A me pare ambivalente, imbarazzata, contraddittoria con il comportamento avuto in questo post ( e in altri precedenti), permalosa e politicamente debole.
Come si fa a minaccia “una moderazione più intensa* o * addirittura la chiusura dello spazio dei commenti*, quando il problema sarebbe quello di una moderazione più intelligente, generosa, aperta, problematica e – continuo a ripeterlo invano ma, chissà, gutta cavat lapidem – un confronto tra redattori e commentatori più paritario.
Ricordo che Lenin, come ricordato da Fortini, una volta disse che la libertà era un bene così grande che doveva anche essere razionato. Ma Lenin nel 1917 aveva in mente un’idea (o una scommessa) precisa sul *che fare* e la dichiarava. Non si prendeva un diritto di decidere *da solo* senza portare delle buone ragioni. Dove sono quelle di LPLC? Io le aspetto ancora.
Ennio Abate,
io ho solo detto che il testo non è beckettiano. Il fatto che un testo l’abbia scritto Beckett non vuol dire che è beckettiano, sono sicuro che è una cosa che lei può capire ad occhi chiusi. Non vedo allora perché deve evocare lo snobismo che non c’entra assolutamente nulla.
arrisentirsi
seligneri, personalmente ritengo che l’aggettivo “autore+-iano” possa usarsi con appropriatezza solo quando si vogliono attribuire caratteristiche frequenti di un autore a un altro autore, non quando si parla di un autore solo, perché in questo caso la notazione rischia di diventare insensata.
particolarmente insensata se si parla di beckett, un autore che, per dire, non ha scritto le sue opere usando sempre lo stesso stile e si è cimentato in tutti i generi. “beckettiana”, al massimo, potrebbe essere un’atmosfera, desunta da certe situazioni teatrali, che so.

————

## ESERCIZIO ASSEGNATO
Puoi proseguire lo scambio di commenti su Beckett e sulla moderazione dal punto in cui si ferma? Le voci riportate più avanti non servono per lo svolgimento.

————

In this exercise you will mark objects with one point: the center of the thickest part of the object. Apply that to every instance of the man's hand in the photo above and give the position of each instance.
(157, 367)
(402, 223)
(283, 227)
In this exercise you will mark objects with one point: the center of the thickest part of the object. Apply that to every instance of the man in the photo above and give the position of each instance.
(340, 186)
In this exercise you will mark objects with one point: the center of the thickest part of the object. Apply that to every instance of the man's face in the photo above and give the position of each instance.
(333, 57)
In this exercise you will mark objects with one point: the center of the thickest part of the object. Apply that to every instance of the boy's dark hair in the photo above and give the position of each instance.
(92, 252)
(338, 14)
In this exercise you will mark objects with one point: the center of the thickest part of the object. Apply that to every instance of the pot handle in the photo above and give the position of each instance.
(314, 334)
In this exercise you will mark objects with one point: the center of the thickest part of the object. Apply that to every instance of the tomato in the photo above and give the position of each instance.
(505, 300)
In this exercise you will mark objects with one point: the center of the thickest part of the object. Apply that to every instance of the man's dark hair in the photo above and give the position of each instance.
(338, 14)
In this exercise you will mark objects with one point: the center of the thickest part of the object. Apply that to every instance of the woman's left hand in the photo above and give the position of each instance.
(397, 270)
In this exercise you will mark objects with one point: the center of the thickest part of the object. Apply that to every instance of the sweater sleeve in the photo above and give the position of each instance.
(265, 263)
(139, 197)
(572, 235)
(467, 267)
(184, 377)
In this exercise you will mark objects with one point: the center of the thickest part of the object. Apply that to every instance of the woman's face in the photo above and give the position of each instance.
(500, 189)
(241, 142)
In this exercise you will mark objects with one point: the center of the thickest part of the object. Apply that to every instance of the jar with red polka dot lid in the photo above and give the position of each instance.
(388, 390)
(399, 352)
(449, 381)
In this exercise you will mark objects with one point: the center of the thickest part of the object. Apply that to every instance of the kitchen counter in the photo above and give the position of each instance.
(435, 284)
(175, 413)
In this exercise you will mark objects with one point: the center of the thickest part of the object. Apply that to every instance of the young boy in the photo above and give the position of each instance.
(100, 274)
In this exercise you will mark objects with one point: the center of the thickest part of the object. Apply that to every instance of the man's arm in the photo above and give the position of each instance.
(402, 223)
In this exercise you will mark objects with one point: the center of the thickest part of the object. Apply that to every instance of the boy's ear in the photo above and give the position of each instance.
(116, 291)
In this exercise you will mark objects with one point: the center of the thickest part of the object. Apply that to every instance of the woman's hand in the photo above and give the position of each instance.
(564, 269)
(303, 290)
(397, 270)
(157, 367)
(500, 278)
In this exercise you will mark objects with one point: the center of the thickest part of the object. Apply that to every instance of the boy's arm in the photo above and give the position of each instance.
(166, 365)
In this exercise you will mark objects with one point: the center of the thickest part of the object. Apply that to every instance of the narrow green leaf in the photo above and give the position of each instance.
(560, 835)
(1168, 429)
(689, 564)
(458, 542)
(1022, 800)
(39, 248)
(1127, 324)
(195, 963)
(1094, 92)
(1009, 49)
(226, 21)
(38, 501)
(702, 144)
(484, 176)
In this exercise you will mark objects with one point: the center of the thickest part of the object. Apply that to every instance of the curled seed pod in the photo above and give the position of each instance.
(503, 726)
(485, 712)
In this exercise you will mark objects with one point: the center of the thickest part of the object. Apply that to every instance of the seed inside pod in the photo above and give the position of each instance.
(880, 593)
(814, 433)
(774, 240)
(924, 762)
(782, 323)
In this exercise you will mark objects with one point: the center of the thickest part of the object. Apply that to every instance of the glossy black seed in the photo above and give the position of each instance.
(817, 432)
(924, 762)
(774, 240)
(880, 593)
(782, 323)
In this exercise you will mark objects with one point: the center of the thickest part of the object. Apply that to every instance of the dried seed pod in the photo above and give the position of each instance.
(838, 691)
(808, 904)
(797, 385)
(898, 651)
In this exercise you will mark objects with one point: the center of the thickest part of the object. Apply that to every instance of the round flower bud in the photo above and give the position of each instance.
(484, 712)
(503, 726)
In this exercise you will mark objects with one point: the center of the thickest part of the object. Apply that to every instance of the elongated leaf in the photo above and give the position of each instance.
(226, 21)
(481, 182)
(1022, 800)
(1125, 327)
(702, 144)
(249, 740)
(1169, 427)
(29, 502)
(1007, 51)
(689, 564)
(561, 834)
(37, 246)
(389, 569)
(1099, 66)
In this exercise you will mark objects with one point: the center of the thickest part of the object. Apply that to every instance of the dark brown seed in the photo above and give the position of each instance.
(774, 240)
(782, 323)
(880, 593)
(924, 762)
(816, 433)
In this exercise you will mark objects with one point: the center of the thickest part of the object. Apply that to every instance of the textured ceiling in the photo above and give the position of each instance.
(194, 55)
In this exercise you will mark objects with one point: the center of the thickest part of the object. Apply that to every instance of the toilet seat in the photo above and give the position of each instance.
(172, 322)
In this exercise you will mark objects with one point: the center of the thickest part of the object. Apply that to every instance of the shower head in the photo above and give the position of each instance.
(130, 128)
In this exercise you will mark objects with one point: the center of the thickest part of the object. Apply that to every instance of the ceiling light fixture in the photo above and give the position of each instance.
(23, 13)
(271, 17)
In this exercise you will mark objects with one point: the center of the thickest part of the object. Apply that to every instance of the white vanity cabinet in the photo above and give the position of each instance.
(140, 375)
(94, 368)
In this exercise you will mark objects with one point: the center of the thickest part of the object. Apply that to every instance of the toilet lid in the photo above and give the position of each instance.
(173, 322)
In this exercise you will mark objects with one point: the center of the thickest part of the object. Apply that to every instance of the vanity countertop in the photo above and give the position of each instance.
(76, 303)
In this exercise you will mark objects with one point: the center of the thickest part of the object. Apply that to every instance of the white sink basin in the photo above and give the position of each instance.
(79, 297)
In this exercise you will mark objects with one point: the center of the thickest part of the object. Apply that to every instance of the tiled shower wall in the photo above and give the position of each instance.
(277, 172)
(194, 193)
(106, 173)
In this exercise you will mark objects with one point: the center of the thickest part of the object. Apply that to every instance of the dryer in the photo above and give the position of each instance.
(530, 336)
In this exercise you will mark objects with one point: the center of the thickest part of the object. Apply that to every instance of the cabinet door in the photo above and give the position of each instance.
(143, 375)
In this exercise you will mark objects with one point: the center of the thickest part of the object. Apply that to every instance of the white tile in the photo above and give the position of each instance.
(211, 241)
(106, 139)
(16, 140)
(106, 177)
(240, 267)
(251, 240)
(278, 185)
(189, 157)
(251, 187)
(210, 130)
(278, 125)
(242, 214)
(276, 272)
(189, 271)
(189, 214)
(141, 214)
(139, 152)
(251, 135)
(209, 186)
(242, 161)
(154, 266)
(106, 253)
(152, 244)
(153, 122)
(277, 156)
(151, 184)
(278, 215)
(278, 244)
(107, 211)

————

## RISPOSTA ATTESA
@ Seligneri
Ritiro l’accusa di snobismo. Mi chiedo però: non c’è un Beckett pre-beckettiano? Non può avere un certo interesse magari pubblicare anche i suoi temi scolastici, ammesso che se ne trovassero?
Questo Beckett (questo del post) non ha nulla a che vedere con nessun testo beckettiano, è evidente. Io per beckettiano mi riferisco alla narrativa prodotta da Beckett diciamo dopo la fine del magistero joyciano, dopo la produzione letteraria alla maniera di Joyce.
Non è una mia scelta arbitraria, è semplicemente la presa d’atto che “quella narrativa” si è artisticamente imposta come “beckettiana”, per molti motivi, prima tra i quali la sua originalità. Ho spesso letto che la critica, tra i capolavori del novecento narrativo, annovera l’Ulisse, La ricerca proustiana e la Trilogia di Beckett.
C’è da aggiungere che i testi teatrali di Beckett hanno una dimensione generale similissima a quella della prosa, con altre caratteristiche ovviamente, ma una dimensione comune.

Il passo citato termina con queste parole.